══ Reading passage ══

HTA in Brazil: A Moving Target

Published Jan 27, 2022

Stephen Stefani, UNIMED Central RS, Porto Alegre, Brazil, ISPOR Brazil Chapter and Juliana Busch, Capesesp, Rio de Janeiro, Brazil, ISPOR Brazil Chapter

Brazil is the largest country in Latin America, with a population of approximately 216 million inhabitants and a per capita gross domestic product (GDP) of USD 15,600, according to 2017 data. Since 1988, the Constitution established that all Brazilian citizens have the right to comprehensive health care through Sistema Único de Saúde (SUS), which is unique in the continent. A complimentary system, private healthcare, exists for those who can pay. The country spends $1,318 USD per capita in healthcare, a little over 8% of its GDP, which is close to the regional average. However, SUS and private systems have sizable inequity gaps where 80% of the population rely exclusively on SUS and spend less than half of the total healthcare budget.

The Brazilian Health Regulatory Agency (ANVISA) oversees the country’s registration of health technologies. The incorporation of new technologies is subject to the approval of different agencies in the public and private systems. In SUS, the National Committee for Technology Incorporation (CONITEC) is the governmental agency responsible for assisting the Ministry of Health in incorporating or excluding health technologies. 

In the private system, all patients have access to the procedures included in a list (“rol”) published and revised by the Supplementary National Healthcare Agency (ANS). A multi-stakeholder committee (COSAÚDE) evaluates and advises the private system regarding incorporating new technologies, but this evaluation is subject to further approval processes by ANS. The list of procedures is applied to private health care plans for the so-called “new plans” (private health care plans marketed from 01/02/1999), and “old plans “adapted” (plans acquired before 01/02/1999, but which were adjusted to the legal regulations, according to art. 35, of Law No. 9,656, of 1998), respecting, in all cases, the segmentation services contracted. Insurance companies can extend their coverage beyond the procedures mentioned in the list, but it can affect annual premiums. It is under discussion by the Supreme Court whether this list, regulated in Normative Resolutions No. 428/2017 and 470/2021 of the ANS, has a restrictive or exemplary objective. Another recent debate was the obligation to include obligatory coverage to new oral chemotherapy to use at home immediately after ANVISA approval, without any analysis from ANS. The law project suggests that the drugs should be provided within 48 hours of the medical prescription. The law was approved by the Chamber of Deputy and Senate, but it was rejected by the Presidency, due to the lack of details regarding funding source, among other technical reasons.

There is no doubt that slow and incomplete evaluation models must be improved, but when a debate should open up on the pricing of drugs versus clinically relevant outcomes, it is still based on fast incorporation without clear strategy to implementation. Recently, the time to update the list for the private system was changed from 2 years to 6 months. We still have uncertainties about how the health system will respond to these new demands

Furthermore, efforts only translate into success if we move forward in transparency. This will inevitably bring scientific advancement closer to clinical care and require us to fundamental data ownership, privacy, fairness, and social responsibility. Brazil has a long and strong tradition in health systems. It is important to remember that the entire debate about accelerating HTA processes does not mention the public system. Debates and strategies on reducing the inequity between public and private healthcare systems continue to be timid and do not seem on any agenda shortly. The COVID19 pandemic increased the discussions about the problems in the health system, especially the public system. Although the pandemic punishes the country, it also demonstrates that health is not a cost but an investment in social, political and economic stability.

═══
══ Available data ══

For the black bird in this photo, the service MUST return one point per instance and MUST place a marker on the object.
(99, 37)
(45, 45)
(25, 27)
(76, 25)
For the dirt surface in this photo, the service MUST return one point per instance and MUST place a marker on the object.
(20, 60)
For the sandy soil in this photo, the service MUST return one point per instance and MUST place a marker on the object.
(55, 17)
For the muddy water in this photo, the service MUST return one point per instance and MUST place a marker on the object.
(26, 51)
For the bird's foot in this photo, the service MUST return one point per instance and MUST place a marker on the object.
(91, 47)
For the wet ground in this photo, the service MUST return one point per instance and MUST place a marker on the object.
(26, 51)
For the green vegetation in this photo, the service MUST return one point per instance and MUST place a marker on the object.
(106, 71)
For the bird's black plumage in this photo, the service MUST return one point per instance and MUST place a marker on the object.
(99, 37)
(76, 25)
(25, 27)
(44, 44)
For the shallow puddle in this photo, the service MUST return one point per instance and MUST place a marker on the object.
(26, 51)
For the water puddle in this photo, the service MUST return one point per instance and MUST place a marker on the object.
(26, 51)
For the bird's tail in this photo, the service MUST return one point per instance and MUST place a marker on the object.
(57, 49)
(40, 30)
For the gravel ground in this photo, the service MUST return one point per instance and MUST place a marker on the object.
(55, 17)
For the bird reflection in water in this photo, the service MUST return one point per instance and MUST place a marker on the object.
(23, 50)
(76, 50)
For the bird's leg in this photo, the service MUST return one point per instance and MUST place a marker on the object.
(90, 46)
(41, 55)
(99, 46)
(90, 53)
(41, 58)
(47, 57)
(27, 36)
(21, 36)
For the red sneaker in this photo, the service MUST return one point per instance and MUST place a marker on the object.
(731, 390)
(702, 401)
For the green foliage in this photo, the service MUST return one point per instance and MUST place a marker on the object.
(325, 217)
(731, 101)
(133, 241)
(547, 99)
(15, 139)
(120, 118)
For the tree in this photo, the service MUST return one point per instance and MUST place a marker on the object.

═══

▸ Work to be completed
Reproduce verbatim the portion of the article on health technology assessment in Brazil that begins at the words "Stephen Stefani, UNIMED Central" and ends after the words "total healthcare budget.".

▸ Answer area
Stephen Stefani, UNIMED Central RS, Porto Alegre, Brazil, ISPOR Brazil Chapter and Juliana Busch, Capesesp, Rio de Janeiro, Brazil, ISPOR Brazil Chapter

Brazil is the largest country in Latin America, with a population of approximately 216 million inhabitants and a per capita gross domestic product (GDP) of USD 15,600, according to 2017 data. Since 1988, the Constitution established that all Brazilian citizens have the right to comprehensive health care through Sistema Único de Saúde (SUS), which is unique in the continent. A complimentary system, private healthcare, exists for those who can pay. The country spends $1,318 USD per capita in healthcare, a little over 8% of its GDP, which is close to the regional average. However, SUS and private systems have sizable inequity gaps where 80% of the population rely exclusively on SUS and spend less than half of the total healthcare budget.